(Records excerpted from a collection)

# # # #

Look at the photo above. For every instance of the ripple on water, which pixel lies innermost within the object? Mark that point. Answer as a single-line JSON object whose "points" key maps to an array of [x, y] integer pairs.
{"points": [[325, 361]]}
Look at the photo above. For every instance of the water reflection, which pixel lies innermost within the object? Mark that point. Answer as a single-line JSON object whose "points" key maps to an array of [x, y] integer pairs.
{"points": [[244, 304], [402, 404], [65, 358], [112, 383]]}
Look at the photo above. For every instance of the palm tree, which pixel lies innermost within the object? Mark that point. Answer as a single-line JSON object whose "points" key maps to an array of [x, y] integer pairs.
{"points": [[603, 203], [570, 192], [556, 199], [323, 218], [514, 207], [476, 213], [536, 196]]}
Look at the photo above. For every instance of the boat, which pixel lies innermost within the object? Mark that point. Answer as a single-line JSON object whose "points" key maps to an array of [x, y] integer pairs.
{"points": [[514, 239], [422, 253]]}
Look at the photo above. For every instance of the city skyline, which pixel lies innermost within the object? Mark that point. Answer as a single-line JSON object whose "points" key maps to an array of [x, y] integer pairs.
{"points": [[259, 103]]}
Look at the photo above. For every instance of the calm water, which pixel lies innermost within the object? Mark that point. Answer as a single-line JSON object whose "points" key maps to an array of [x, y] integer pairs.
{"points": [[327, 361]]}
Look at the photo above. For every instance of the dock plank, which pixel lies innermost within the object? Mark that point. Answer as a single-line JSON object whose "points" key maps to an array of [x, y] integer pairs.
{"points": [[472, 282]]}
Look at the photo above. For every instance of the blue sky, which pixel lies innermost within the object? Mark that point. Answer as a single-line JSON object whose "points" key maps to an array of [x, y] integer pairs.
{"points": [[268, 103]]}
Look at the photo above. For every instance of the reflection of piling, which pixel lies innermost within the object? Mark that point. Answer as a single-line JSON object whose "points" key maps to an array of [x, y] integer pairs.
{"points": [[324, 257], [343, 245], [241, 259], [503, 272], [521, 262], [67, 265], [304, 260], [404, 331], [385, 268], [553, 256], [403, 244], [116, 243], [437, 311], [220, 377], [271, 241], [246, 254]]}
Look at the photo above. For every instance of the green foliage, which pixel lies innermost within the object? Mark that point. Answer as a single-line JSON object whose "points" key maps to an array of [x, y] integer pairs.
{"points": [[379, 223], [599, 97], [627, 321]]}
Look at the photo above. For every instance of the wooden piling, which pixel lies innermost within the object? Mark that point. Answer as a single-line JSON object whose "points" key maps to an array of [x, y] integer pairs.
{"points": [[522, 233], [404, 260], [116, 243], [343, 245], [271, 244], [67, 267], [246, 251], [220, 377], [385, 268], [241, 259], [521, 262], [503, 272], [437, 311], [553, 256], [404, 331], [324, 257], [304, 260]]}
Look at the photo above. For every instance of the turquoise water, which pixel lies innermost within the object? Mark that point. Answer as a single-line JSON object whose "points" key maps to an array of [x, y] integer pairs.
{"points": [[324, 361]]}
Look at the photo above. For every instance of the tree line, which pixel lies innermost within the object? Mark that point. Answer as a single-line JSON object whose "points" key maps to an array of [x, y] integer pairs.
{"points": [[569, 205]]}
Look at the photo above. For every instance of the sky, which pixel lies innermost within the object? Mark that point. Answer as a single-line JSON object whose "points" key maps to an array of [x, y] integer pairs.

# # # #

Output the entries above in their entirety, exactly as written.

**Task output:**
Look at the photo above. For every instance of the ripple on water, which pixel lies innermost within the object? Mark that point. Answer as a single-line JSON object whose "points" key maps to an array of [x, y] integer pairs.
{"points": [[325, 361]]}
Look at the photo above. For every instance of the water reflection, which pixel lies innermost within the object? Mark that point. Answer as a single-line JSON object whose "points" key maps to an array of [x, y] integer pairs.
{"points": [[244, 304], [402, 404], [65, 358], [112, 383]]}
Look at the photo above. For every instance of the palm tree, which pixel lies innermost within the object? Mark that point. Answer as a single-line JSON object whose "points" key maps to an array of [x, y] integer pairs.
{"points": [[603, 203], [570, 192], [556, 199], [323, 218], [514, 207], [476, 213], [536, 196]]}
Look at the photo above. For every instance of the boat, which pixel lies innermost within the object? Mark that point. Answer as a single-line JSON object whose "points" key maps to an array of [x, y] integer pairs.
{"points": [[514, 239], [422, 253]]}
Look at the photo above. For every instance of the city skyline, which pixel lies innermost within the object? Mark that point. Answer as a single-line JSON object whose "points" key maps to an array of [x, y] integer pairs.
{"points": [[259, 103]]}
Look at the photo above. For every instance of the calm water, which pixel lies innermost within the object? Mark that point. Answer as a single-line JSON object whose "points" key maps to an array of [x, y] integer pairs.
{"points": [[327, 361]]}
Look at the photo above. For every instance of the dock plank, which pixel lies innermost within the object? Mark that point. Answer as a single-line JSON object whose "points" key maps to an array of [x, y] integer pairs.
{"points": [[472, 282]]}
Look at the photo above. For every instance of the blue sky, which pixel lies innermost within the object? Mark that point. Answer as a single-line JSON object whose "points" key maps to an array of [x, y] integer pairs.
{"points": [[268, 103]]}
Look at the photo above. For every instance of the reflection of piling, which pixel lies innermost within the object? Mark that point. Answer as a single-line JSON object whose "points" key maps to an array of [x, y] integer pairs.
{"points": [[324, 257], [343, 245], [241, 259], [503, 272], [521, 262], [67, 265], [304, 260], [404, 331], [385, 268], [553, 256], [403, 244], [116, 243], [437, 311], [220, 377], [271, 241], [246, 254]]}
Look at the photo above. For every instance of the green foliage, which pixel lies innermost within the object? Mark that point. Answer as a single-line JSON object whose "points" key maps to an array of [x, y] integer pairs.
{"points": [[379, 223], [599, 97], [627, 321]]}
Look at the photo above. For every instance of the wooden piling, which pixel lies innermost within the object? Mark that point. Answer as a single-line JSON object whose "points" key maps to an array of [x, y] integer pairs.
{"points": [[522, 233], [404, 260], [116, 243], [343, 245], [271, 244], [67, 267], [246, 251], [220, 377], [385, 268], [241, 259], [521, 262], [503, 272], [437, 311], [553, 256], [404, 331], [324, 257], [304, 260]]}
Look at the photo above. For every instance of the turquoise water, which pixel lies innermost within the object? Mark that point. Answer as a single-line JSON object whose "points" key maps to an array of [x, y] integer pairs.
{"points": [[324, 361]]}
Look at the photo above. For every instance of the tree line, which pixel lies innermost within the object? Mark that point. Answer as a single-line JSON object whose "points" key maps to an array of [x, y] integer pairs.
{"points": [[569, 205]]}
Look at the photo above. For every instance of the sky, which pixel lies innermost within the object? Mark that point. Answer as a single-line JSON object whose "points" key maps to an array of [x, y] integer pairs.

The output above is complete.